## PASSAGE FOR REVIEW
- Opening Delimiter -

Abstract

To enable rationale vaccine design, studies of molecular and cellular mechanisms of immune recognition need to be linked with clinical studies in humans. A major challenge in conducting such translational research studies lies in the management and integration of large amounts and various types of data collected from multiple sources. For this purpose, we have established “IMMUNOCAT”, an interactive data management system for the epitope discovery research projects conducted by our group. The system provides functions to store, query, and analyze clinical and experimental data, enabling efficient, systematic, and integrative data management. We demonstrate how IMMUNOCAT is utilized in a large-scale research contract that aims to identify epitopes in common allergens recognized by T cells from human donors, in order to facilitate the rational design of allergy vaccines. At clinical sites, demographic information and disease history of each enrolled donor are captured, followed by results of an allergen skin test and blood draw. At the laboratory site, T cells derived from blood samples are tested for reactivity against a panel of peptides derived from common human allergens. IMMUNOCAT stores results from these T cell assays along with MHC:peptide binding data, results from RAST tests for antibody titers in donor serum, and the respective donor HLA typing results. Through this system, we are able to perform queries and integrated analyses of the various types of data. This provides a case study for the use of bioinformatics and information management techniques to track and analyze data produced in a translational research study aimed at epitope identification.

1. Introduction

A crucial step for rational subunit vaccine design is the selection of antigens to include. For vaccines against infectious agents, antigens capable of inducing protective immune responses are desired. Several strategies based on genomic and proteomic approaches are being used to identify subsets of antigens that are highly expressed in general [1], on the surface [2], or during infection [3]. Antigens from these priority subsets are then followed up individually to test for their capacity to induce protective immunity. An alternative strategy that identifies protective antigens directly is to map targets of immune responses in previously infected hosts that successfully cleared the infection. This strategy is applicable whenever past infectious are known to provide protective immunity. In those cases, the capacity of antigens to induce protective immunity in a vaccine setting has been shown to correlate with the magnitude of the response against that antigen post infection [4]. Therefore, knowledge of targets of immune responses in infected hosts has high value for vaccine design against infectious diseases. Knowing immune response targets is also crucial for the development of allergy vaccines, whose goal is to modulate the pathologic immune responses of allergic individuals towards those found in non-allergics [5, 6]. Similarly, for cancer vaccines to be successful, it is necessary to identify antigens targeted by immune responses associated with tumor regression [7, 8]. In summary, identifying the targets and characteristics of immune responses in well characterized host populations enables the rational design of vaccines.

- Closing Delimiter -

Say whether each statement agrees with the IMMUNOCAT text above. Give yes or no and quote the words from the text that decide it. (a) At the laboratory site, T cells derived from blood samples are tested against peptides derived from common human allergens. (b) Allergy vaccines aim to shift the immune responses of non-allergic individuals toward those found in allergic individuals. (c) IMMUNOCAT stores the donor HLA typing results.

## DATA SUPPLIED
- Opening Delimiter -

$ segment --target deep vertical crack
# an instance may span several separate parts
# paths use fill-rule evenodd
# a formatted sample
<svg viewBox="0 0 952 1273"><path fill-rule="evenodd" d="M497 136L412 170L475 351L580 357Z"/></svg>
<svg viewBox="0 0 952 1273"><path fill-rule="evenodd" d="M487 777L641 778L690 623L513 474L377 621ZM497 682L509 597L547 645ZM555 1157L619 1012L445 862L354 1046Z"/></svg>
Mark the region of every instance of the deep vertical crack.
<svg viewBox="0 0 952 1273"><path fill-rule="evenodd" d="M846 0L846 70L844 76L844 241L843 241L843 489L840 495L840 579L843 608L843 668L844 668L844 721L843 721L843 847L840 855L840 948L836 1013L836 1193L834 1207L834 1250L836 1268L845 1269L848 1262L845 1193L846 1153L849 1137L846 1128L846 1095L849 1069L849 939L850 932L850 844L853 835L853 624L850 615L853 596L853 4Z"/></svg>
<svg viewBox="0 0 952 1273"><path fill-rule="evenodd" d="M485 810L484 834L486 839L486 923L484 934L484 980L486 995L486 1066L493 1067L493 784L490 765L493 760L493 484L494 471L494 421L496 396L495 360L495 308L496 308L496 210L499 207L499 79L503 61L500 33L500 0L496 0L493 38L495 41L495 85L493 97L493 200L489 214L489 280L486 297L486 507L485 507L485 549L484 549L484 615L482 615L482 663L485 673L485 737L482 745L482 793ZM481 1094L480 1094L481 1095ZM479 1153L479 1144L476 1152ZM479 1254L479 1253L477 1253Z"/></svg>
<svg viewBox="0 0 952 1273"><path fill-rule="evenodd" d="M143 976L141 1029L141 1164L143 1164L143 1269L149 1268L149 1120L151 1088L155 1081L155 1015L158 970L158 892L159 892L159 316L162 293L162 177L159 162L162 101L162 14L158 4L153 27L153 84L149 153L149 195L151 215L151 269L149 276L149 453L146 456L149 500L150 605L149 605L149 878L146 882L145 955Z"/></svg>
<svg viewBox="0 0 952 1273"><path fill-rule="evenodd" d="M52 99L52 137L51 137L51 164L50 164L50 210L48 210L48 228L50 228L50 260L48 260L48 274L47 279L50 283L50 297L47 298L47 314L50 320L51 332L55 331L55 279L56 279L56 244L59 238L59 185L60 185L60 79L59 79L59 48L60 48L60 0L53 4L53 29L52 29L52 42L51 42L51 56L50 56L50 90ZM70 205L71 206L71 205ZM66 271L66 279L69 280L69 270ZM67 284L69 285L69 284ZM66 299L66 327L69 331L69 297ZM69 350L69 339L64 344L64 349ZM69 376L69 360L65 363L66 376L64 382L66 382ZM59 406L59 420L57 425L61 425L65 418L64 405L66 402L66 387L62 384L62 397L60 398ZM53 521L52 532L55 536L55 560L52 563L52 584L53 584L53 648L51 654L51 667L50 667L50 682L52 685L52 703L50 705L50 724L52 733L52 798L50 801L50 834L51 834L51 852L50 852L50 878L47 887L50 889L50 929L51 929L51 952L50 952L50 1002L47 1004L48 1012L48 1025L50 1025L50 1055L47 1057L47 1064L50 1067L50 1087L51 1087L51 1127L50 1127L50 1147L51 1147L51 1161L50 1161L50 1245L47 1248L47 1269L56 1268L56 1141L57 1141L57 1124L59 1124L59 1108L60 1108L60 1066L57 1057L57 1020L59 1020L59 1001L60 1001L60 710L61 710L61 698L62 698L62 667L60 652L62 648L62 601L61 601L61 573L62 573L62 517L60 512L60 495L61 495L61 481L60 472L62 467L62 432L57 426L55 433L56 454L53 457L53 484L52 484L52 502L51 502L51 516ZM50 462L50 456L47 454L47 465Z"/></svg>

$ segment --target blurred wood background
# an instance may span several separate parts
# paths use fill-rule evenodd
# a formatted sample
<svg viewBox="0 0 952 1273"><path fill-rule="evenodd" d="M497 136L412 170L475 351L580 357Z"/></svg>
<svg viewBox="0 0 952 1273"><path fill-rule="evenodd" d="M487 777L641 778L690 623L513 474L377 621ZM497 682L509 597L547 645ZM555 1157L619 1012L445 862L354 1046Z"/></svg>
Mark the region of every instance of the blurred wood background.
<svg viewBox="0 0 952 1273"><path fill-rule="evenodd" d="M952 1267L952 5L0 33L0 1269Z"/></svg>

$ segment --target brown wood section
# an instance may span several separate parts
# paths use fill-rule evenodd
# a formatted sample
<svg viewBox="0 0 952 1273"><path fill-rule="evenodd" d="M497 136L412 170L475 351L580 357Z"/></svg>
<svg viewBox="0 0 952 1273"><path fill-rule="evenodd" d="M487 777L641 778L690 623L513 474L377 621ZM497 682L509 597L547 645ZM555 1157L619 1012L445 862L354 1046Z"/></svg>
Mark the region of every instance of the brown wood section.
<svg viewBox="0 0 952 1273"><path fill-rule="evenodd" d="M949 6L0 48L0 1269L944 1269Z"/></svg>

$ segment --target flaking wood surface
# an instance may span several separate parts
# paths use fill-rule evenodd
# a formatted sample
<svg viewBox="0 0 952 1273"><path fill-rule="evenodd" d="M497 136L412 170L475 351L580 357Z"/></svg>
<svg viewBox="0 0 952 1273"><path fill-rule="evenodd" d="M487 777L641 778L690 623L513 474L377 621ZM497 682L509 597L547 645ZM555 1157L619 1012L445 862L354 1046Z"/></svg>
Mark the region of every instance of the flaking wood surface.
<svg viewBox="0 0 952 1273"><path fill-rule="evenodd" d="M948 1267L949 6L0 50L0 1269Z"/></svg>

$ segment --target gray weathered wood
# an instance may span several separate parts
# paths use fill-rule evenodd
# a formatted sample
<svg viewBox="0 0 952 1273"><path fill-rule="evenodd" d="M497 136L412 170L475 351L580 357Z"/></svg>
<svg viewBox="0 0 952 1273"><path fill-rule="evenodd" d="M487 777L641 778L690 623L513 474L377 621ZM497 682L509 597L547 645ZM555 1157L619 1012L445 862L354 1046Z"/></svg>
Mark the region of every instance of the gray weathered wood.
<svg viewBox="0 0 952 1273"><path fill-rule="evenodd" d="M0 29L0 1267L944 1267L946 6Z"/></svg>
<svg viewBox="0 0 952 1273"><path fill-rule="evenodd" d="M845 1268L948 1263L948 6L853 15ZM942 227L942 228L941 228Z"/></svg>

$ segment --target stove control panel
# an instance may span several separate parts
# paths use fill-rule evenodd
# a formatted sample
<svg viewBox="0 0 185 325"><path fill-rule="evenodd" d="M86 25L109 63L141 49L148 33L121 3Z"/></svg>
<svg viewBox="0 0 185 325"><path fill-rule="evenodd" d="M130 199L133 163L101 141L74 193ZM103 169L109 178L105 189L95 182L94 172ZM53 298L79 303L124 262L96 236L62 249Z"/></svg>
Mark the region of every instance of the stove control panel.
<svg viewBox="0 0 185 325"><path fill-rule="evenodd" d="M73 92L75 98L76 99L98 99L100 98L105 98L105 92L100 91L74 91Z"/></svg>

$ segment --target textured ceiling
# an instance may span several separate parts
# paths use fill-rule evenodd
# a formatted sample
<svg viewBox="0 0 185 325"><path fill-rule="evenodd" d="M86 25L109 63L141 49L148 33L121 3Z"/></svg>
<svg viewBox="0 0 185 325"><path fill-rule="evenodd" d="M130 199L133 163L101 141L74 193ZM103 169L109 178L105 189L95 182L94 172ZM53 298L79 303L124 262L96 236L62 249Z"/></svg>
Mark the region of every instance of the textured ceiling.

- Closing Delimiter -

## WRITTEN RESPONSE
(a) Yes: "At the laboratory site, T cells derived from blood samples are tested for reactivity against a panel of peptides derived from common human allergens."
(b) No: "whose goal is to modulate the pathologic immune responses of allergic individuals towards those found in non-allergics"
(c) Yes: "IMMUNOCAT stores results from these T cell assays along with MHC:peptide binding data, results from RAST tests for antibody titers in donor serum, and the respective donor HLA typing results."